* Begin SELECTED PASSAGE *
The final Judgment and Order, following the Judicial Dispute
Resolution said this with respect to spousal support:[2]
13. The Defendant shall
pay spousal support to the Plaintiff in the sum of $780 per
month, payable on the 1st day of each month, commencing
September 1, 2000 and on the first of each subsequent month
until August 31, 2001, at which time such support shall
terminate.
The Appellant in fact made the payment of $6,000 per month on
August 1, 2000, and the payments of $780 per month for September,
October, November and December 2000. The Minister accepts that
the four payments of $780 are deductible. He disallowed the
$6,000 on the basis that in order to be deductible payments of
support must meet the definition of "support amount"
found in subsection 56.1(4) of the Income Tax Act.
"support amount" means an amount payable or receivable as an
allowance on a periodic basis for the maintenance of the
recipient, children of the recipient or both the recipient and
children of the recipient, ...
The Appellant may only deduct an amount under section
60(b) if it meets this definition. The Minister disallowed
the $6,000 as it was not "... payable or receivable ... on a
periodic basis ...".
[3] The Appellant's position is
that the Court of Queen's Bench judge intended that the
amount would be deductible because she described it in the Order
as "spousal support". That may be so, but deductibility
of the amount turns upon the facts and the Income Tax Act
provisions, not the intent of the Chambers Judge.
[4] The present case is not one such
as Sanders v. The Queen[3] where the husband was ordered to pay
... a lump sum payment on account of support ... in the amount
of $3,500 within two weeks hereof to cover the period October 8,
1996 to December 9, 1996.
and the Court subsequently ordered him to pay $1,750 each
month effective December 9, 1996 as interim child and
spousal support. There it was obvious that the judge intended the
"lump sum" of $3,500 to represent two monthly payments
of $1,750, and despite the words "lump sum" they were
held to be periodic, and so deductible.
* End SELECTED PASSAGE *
* Begin GIVEN ENTRIES *
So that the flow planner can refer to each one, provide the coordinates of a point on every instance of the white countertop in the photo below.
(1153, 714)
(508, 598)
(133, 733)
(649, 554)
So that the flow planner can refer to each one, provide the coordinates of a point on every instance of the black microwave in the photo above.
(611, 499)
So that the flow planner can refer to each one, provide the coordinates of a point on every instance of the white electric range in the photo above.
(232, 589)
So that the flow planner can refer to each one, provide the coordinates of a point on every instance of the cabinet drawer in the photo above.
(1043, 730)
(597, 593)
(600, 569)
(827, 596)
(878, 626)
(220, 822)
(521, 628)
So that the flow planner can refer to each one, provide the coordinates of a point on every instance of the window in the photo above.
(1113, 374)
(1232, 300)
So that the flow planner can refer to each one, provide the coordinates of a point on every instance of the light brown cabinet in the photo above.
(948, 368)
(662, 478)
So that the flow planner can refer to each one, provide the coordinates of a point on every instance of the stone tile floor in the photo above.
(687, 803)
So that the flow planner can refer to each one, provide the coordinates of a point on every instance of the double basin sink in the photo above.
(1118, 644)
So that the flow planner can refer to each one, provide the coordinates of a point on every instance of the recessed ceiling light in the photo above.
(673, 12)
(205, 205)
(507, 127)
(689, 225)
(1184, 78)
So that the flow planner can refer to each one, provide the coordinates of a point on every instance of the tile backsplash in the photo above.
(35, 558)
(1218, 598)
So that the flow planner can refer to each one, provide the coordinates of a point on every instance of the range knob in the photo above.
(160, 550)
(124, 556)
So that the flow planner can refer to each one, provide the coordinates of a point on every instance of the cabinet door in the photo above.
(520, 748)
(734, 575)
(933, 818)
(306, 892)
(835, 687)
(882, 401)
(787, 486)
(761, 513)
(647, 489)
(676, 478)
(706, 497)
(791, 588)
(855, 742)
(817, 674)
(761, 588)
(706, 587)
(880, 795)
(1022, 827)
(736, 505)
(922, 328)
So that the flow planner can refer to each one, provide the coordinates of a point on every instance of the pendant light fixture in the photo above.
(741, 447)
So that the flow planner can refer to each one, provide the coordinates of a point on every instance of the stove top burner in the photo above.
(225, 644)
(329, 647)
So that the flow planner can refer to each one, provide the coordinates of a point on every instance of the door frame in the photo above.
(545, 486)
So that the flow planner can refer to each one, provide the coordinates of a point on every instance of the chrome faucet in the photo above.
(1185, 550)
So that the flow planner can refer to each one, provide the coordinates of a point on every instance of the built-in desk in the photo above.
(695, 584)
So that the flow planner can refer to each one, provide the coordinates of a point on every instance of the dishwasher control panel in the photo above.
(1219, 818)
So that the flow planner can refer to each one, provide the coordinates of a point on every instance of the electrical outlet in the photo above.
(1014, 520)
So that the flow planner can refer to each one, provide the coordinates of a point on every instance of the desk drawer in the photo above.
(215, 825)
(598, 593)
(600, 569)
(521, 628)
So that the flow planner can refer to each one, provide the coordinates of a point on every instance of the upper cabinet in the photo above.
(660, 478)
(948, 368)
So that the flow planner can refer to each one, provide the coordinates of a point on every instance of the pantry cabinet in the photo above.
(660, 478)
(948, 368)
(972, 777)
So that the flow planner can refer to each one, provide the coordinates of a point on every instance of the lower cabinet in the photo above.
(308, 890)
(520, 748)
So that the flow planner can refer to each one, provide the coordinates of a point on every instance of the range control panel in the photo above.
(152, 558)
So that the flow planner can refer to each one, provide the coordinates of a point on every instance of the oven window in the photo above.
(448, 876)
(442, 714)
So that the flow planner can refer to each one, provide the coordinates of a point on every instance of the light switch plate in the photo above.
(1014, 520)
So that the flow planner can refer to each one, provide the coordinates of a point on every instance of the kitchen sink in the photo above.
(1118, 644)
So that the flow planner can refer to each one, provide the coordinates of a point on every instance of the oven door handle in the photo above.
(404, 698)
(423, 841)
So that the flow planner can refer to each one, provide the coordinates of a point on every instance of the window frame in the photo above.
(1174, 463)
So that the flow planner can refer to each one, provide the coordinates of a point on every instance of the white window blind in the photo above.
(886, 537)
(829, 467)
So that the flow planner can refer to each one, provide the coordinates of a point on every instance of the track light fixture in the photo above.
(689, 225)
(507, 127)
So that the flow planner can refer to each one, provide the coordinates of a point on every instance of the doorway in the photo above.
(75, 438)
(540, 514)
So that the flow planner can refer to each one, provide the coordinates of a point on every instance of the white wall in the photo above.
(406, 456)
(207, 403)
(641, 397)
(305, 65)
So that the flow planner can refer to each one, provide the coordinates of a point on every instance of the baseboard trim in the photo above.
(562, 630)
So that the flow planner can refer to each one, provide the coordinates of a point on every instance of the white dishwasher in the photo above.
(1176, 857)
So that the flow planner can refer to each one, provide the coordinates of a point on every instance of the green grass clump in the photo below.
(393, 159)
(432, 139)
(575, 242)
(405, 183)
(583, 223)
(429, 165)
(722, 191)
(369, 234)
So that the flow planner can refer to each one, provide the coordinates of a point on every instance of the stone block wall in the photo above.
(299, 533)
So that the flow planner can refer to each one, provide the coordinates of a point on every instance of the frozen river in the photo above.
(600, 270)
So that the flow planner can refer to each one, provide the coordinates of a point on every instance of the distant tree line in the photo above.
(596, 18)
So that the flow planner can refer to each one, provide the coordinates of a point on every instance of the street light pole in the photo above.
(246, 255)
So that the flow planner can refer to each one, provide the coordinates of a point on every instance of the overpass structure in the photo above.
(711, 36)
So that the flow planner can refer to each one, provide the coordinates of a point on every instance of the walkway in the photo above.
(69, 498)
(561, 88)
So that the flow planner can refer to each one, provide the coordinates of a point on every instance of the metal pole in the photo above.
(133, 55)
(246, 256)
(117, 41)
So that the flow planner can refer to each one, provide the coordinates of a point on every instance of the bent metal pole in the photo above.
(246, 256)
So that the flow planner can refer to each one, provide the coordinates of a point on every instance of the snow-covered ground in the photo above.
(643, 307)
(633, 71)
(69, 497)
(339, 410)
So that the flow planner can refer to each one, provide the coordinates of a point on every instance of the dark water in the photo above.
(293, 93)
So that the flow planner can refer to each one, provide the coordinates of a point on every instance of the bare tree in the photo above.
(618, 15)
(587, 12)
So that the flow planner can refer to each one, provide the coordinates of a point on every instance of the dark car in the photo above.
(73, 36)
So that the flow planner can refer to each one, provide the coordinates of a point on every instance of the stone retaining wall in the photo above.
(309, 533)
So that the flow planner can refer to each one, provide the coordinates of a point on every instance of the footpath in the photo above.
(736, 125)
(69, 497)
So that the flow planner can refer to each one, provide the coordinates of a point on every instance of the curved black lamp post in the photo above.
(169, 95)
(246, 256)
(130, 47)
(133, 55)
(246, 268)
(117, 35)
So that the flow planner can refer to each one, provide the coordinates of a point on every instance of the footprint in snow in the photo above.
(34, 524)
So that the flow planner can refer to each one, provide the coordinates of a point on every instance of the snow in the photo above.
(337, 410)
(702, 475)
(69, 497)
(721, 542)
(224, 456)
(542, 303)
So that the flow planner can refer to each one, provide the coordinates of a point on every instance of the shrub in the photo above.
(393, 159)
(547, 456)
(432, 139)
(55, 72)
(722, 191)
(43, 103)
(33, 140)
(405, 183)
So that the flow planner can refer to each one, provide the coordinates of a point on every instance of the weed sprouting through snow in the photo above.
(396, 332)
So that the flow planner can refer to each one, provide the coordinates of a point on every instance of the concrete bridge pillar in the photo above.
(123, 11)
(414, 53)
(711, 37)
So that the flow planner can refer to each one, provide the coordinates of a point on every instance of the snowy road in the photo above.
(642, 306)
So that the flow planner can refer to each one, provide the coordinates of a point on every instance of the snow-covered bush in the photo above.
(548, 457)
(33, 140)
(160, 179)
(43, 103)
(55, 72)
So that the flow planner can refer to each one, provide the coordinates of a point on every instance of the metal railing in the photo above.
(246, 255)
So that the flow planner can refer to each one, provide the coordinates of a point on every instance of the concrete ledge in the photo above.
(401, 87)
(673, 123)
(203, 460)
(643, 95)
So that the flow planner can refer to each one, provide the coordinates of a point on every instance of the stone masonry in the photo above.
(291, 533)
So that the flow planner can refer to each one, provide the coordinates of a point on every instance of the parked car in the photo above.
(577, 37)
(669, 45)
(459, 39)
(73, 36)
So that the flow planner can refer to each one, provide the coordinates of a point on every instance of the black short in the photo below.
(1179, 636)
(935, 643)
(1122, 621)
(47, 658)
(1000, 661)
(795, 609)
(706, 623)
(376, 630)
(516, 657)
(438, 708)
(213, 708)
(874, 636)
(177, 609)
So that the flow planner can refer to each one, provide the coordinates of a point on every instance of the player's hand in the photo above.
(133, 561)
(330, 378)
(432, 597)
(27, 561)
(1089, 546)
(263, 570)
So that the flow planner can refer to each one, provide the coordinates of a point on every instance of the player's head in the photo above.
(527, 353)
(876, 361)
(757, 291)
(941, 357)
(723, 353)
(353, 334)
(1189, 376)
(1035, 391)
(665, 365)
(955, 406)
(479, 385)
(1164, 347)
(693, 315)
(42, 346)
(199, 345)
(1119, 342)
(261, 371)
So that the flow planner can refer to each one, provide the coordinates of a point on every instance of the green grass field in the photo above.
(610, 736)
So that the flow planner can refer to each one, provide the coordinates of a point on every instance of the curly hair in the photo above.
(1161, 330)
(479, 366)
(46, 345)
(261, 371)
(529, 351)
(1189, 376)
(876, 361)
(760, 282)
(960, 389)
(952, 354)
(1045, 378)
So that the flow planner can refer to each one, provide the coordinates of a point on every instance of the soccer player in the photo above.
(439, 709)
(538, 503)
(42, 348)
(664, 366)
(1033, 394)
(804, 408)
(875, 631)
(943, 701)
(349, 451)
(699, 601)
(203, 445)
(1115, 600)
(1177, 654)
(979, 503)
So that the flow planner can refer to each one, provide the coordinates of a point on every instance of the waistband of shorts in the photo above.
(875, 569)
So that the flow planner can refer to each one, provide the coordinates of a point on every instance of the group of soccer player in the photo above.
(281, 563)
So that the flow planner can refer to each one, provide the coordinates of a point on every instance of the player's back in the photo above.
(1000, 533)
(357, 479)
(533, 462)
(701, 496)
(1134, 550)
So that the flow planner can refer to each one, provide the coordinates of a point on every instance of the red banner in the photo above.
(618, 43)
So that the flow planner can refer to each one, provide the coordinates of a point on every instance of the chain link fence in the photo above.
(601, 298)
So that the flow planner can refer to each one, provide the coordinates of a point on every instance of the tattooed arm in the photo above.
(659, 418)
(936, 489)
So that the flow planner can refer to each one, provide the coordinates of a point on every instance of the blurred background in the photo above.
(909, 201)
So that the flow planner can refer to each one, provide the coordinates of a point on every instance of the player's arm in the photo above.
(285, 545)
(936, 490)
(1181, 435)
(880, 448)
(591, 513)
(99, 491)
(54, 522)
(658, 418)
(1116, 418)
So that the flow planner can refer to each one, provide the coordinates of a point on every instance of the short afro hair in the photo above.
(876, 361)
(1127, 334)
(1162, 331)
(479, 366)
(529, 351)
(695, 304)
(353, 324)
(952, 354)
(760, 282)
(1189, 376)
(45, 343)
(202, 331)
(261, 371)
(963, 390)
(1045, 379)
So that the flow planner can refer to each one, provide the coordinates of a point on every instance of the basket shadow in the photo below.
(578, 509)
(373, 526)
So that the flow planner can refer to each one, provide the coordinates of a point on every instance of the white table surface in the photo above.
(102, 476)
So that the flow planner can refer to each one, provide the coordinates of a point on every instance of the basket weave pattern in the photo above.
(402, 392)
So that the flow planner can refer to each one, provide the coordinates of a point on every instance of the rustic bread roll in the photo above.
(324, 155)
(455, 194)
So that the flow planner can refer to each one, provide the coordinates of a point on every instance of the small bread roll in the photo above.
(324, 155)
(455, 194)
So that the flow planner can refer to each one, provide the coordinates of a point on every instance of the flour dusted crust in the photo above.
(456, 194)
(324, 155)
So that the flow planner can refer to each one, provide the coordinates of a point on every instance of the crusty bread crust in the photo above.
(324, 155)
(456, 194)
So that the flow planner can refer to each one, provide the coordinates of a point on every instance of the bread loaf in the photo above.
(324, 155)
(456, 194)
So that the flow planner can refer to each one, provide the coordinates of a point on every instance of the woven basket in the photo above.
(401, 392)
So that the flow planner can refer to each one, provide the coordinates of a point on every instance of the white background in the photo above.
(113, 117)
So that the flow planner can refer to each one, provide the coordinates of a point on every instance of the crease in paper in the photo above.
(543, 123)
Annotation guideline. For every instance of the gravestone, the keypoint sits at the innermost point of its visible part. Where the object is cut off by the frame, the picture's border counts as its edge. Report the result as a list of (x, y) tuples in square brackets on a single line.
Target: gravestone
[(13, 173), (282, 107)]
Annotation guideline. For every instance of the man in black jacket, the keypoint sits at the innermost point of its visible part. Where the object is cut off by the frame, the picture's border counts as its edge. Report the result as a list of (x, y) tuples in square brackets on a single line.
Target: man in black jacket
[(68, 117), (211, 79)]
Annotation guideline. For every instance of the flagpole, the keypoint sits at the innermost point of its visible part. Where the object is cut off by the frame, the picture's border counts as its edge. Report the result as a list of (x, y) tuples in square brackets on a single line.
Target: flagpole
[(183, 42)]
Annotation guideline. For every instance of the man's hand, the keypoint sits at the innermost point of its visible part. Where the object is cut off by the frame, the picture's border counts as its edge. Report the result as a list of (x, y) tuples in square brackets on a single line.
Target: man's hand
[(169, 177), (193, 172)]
* End GIVEN ENTRIES *
* **TASKS TO COMPLETE**:
1. Answer these from the spousal support excerpt:
(a) How much spousal support per month did the final Judgment and Order require the Defendant to pay?
(b) Which subsection of the Income Tax Act contains the definition of "support amount"?
(c) In Sanders v. The Queen, what monthly amount was the husband subsequently ordered to pay?
2. Reproduce the spousal support excerpt between "[3] The Appellant's" and "the Chambers Judge.", inclusive.
Nothing in the entries matters here.

* **SOLUTIONS BELOW**:
1.
(a) $780 per month.
(b) Subsection 56.1(4).
(c) $1,750.

2.
[3] The Appellant's position is
that the Court of Queen's Bench judge intended that the
amount would be deductible because she described it in the Order
as "spousal support". That may be so, but deductibility
of the amount turns upon the facts and the Income Tax Act
provisions, not the intent of the Chambers Judge.